**DATA SUPPLIED**
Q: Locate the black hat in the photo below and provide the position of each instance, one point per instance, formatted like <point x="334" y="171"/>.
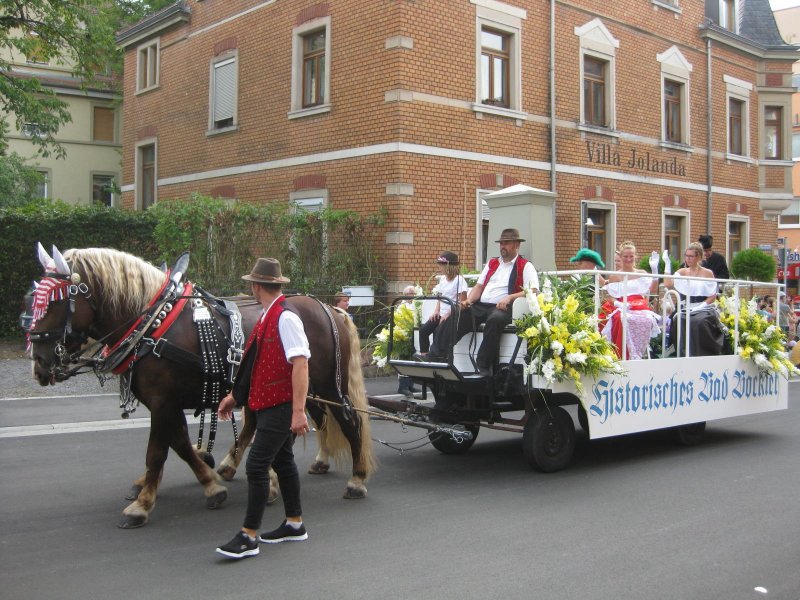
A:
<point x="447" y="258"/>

* * *

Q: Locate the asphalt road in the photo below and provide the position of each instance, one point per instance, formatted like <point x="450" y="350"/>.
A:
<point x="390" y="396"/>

--

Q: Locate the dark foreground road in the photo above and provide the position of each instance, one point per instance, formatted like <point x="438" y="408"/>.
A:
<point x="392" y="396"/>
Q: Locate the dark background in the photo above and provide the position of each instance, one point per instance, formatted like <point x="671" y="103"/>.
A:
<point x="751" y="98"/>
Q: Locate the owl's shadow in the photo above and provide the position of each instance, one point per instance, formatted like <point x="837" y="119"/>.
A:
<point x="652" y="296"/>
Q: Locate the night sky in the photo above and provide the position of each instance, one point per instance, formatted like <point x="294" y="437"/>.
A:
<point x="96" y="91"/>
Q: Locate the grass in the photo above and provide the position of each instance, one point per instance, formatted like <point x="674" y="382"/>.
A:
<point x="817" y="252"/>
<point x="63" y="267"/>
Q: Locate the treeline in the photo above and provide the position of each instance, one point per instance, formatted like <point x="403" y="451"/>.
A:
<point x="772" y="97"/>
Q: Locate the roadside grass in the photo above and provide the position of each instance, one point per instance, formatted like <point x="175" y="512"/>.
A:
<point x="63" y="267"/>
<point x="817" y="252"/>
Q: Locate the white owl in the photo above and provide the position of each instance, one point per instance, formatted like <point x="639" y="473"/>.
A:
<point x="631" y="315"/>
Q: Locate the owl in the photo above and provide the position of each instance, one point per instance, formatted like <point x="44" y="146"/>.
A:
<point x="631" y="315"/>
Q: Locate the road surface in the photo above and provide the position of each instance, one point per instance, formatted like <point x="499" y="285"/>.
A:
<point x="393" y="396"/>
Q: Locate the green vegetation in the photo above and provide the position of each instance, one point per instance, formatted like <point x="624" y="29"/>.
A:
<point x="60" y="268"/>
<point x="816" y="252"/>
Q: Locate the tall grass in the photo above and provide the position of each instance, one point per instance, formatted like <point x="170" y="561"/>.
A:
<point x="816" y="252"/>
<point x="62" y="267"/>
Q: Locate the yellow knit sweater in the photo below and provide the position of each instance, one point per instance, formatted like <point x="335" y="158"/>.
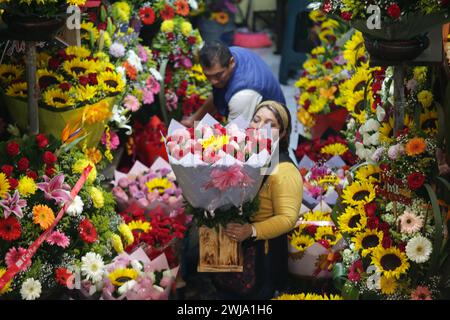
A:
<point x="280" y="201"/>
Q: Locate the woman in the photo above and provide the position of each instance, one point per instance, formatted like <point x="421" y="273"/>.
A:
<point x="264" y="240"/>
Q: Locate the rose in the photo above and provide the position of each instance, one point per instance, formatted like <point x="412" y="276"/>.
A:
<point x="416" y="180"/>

**THE EXERCISE**
Identify each line above that contains the string "grass", and copy those lines in full.

**THE RESULT**
Q: Locate the grass in the photo above and provide the position of each instance, one point per instance, formatted like <point x="674" y="382"/>.
Q: Locate the roadside grass in the photo above and provide the position of each instance, one point per instance, formatted like <point x="175" y="512"/>.
Q: Locate the tall grass in the photo above and provide the position of each instance, one point per instance, formatted like <point x="170" y="561"/>.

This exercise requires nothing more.